Reproduce every line of the entries in the part that opens with the line containing "Query: banknote" and closes with the line containing "Query: grey pavement background", both included. Move each point coordinate by adding 112 to every number in it and leave all other lines unchanged.

**Items:**
----------------------------------------

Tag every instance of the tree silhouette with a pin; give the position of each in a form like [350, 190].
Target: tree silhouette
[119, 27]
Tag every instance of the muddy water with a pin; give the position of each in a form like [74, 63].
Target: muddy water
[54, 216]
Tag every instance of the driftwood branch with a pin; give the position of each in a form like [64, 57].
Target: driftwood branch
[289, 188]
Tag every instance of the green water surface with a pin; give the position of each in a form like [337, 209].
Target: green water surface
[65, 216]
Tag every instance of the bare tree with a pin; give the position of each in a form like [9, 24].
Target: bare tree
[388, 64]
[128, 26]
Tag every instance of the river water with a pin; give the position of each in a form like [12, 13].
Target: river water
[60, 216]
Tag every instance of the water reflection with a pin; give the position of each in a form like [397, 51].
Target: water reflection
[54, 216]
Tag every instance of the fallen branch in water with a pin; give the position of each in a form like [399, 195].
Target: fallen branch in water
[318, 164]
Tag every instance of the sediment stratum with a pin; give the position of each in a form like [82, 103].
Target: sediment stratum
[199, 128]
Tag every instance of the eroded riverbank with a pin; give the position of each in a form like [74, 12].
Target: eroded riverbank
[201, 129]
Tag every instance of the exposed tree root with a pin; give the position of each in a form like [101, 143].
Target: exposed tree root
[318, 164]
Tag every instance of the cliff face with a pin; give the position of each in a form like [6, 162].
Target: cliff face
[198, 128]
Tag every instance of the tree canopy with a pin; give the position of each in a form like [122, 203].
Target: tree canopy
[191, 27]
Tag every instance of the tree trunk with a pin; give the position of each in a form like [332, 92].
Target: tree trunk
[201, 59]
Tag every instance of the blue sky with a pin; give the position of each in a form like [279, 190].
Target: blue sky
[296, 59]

----------------------------------------

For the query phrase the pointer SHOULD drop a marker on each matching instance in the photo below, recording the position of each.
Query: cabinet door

----------------------------------------

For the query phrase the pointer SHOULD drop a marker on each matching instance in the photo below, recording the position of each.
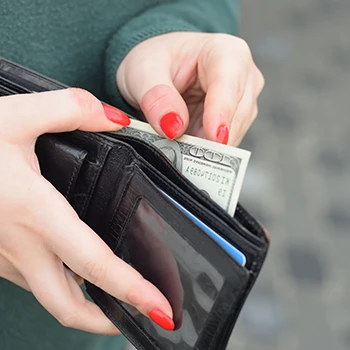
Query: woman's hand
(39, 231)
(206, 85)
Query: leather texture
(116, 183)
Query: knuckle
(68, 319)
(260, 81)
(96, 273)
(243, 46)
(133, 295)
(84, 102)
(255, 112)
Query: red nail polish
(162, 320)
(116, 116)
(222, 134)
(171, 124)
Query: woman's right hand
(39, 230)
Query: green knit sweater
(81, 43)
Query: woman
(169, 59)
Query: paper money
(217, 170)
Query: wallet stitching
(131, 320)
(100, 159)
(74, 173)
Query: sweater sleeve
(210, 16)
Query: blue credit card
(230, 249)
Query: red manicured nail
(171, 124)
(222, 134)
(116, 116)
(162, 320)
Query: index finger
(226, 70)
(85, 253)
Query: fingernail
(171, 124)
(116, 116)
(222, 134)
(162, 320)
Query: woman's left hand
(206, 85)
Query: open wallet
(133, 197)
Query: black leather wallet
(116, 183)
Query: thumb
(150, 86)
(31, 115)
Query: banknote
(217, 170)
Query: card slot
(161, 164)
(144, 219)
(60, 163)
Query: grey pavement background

----------------------------------------

**Result of this exercise:**
Query: banknote
(329, 282)
Query: card slot
(273, 276)
(256, 331)
(172, 275)
Query: grey pavement background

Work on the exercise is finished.